◆ **Página**
Pular para o conteúdo principal

Um olhar sobre Theft, and wandering around lost do Cocteau Twins.





É de conhecimento de todos [que conhecem o Cocteau Twins] que a banda não é lá muito apegada à letras inteligíveis – e isso não é algo ruim, muito pelo contrário, essa é uma das principais características da banda, o que a torna ainda mais única, interessante e misteriosa. 


Porém em Theft, and Wandering Around Lost a banda seguiu por um caminho diferente, trazendo uma letra não somente inteligível, como muito impactante, forte e reflexiva. A faixa faz parte do 7º álbum de estúdio, “Four-Calendar Café”, e é uma preciosidade vocal e lírica.

◆ **Registros**
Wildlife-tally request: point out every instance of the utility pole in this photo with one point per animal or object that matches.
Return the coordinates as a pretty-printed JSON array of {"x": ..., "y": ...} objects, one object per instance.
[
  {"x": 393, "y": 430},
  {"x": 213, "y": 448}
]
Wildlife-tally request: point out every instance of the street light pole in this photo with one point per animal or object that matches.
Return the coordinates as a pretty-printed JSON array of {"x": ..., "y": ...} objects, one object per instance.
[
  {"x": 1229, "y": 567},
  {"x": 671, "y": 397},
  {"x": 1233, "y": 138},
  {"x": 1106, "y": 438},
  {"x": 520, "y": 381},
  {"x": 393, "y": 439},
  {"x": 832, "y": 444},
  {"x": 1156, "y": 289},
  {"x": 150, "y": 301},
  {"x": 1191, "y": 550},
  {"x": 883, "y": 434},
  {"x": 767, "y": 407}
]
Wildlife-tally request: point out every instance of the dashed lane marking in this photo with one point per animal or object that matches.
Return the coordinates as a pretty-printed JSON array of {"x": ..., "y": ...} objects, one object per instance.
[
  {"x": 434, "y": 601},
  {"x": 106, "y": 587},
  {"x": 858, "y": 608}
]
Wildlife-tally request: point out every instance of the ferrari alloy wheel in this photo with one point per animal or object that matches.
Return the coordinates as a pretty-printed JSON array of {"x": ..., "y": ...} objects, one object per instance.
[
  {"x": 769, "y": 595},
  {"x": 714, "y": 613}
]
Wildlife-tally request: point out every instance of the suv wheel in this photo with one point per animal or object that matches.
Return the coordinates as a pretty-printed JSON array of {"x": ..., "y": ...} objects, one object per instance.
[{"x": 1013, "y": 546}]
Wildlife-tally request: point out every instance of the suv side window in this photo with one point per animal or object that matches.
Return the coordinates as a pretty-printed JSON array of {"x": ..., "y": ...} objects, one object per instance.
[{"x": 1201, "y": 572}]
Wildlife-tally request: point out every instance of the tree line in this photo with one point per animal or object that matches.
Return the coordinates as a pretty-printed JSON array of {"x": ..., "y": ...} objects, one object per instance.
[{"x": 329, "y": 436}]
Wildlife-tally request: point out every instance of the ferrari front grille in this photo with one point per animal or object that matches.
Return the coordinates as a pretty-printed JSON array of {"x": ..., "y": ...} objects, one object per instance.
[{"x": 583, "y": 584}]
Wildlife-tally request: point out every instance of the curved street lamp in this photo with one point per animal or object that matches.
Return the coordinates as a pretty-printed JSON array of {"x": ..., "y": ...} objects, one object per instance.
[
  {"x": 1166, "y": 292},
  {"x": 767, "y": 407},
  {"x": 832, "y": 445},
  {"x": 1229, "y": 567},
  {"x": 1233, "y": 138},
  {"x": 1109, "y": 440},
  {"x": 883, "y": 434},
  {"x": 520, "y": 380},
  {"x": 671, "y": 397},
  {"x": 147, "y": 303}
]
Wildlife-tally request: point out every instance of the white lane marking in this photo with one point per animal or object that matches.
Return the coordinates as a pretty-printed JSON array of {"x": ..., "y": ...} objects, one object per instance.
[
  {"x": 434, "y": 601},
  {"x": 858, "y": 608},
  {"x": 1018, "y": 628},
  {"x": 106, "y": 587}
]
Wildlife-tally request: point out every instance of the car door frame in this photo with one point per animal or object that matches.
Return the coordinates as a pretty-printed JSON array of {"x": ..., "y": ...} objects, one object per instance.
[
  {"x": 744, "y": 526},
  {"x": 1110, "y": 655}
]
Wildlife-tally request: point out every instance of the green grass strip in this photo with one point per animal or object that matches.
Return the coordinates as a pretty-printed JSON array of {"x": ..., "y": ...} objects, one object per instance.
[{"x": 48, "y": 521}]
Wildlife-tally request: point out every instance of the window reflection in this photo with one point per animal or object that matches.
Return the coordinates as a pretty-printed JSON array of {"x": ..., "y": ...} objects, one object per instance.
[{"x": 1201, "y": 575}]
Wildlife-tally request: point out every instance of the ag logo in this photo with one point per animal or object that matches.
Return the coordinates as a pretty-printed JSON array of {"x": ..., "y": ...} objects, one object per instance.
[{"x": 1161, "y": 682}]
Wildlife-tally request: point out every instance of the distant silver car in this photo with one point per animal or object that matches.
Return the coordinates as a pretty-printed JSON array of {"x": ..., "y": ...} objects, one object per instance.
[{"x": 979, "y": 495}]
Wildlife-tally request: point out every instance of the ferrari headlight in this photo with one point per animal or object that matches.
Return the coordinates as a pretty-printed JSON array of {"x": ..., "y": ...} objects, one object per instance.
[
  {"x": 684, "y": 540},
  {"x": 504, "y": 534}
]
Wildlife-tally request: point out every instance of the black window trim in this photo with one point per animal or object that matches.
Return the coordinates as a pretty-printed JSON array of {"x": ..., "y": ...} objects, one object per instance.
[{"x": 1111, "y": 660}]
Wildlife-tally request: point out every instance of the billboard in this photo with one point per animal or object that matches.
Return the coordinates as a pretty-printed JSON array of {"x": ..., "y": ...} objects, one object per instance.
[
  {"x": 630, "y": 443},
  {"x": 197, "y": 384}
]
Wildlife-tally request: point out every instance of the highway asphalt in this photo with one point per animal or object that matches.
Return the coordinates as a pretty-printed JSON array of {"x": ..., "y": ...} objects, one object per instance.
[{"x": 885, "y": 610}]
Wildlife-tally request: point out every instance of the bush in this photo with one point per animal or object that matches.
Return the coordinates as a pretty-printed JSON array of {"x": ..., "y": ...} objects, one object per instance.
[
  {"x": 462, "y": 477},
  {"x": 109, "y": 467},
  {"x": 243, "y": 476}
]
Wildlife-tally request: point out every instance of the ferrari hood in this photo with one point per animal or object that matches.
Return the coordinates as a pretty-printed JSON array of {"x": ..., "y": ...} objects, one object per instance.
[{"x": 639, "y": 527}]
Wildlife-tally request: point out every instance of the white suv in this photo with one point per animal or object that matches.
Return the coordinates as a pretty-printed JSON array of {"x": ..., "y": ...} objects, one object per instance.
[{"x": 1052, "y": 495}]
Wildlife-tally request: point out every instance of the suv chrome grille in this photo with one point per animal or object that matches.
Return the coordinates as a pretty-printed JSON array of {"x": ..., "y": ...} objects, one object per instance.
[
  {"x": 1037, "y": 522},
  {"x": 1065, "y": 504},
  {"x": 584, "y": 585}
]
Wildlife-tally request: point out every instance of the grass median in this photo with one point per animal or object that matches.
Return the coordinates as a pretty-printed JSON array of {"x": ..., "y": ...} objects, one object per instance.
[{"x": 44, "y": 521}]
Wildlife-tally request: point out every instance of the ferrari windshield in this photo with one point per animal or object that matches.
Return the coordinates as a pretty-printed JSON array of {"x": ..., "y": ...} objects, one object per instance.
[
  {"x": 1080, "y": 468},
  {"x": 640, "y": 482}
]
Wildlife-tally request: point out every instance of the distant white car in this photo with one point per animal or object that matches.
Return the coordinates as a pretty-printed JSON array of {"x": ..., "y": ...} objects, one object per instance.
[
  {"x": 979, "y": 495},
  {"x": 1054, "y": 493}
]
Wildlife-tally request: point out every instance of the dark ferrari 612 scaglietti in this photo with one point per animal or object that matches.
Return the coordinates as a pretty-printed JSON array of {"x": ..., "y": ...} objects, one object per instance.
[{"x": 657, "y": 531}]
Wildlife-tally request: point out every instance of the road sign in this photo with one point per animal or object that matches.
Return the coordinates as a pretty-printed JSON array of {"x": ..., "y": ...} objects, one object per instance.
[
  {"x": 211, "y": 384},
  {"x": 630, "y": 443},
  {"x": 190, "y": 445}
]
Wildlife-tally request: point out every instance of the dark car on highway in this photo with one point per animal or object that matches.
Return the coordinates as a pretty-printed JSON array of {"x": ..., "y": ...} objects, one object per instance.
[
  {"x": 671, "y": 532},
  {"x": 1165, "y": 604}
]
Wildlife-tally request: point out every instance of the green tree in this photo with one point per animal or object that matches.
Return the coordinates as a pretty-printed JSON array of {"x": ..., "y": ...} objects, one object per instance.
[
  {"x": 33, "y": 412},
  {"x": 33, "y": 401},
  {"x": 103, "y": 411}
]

◆ **Conjunto de tarefas**
1. Reproduza o trecho do texto sobre o Cocteau Twins que começa nas palavras "É de conhecimento" e termina após "interessante e misteriosa.".
2. Segundo o texto sobre o Cocteau Twins, de qual álbum faz parte a faixa Theft, and Wandering Around Lost?
As linhas acima não têm relação com o texto sobre o Cocteau Twins.

◆ **Respostas das tarefas**
1.
É de conhecimento de todos [que conhecem o Cocteau Twins] que a banda não é lá muito apegada à letras inteligíveis – e isso não é algo ruim, muito pelo contrário, essa é uma das principais características da banda, o que a torna ainda mais única, interessante e misteriosa.

2. Do 7º álbum de estúdio, “Four-Calendar Café”.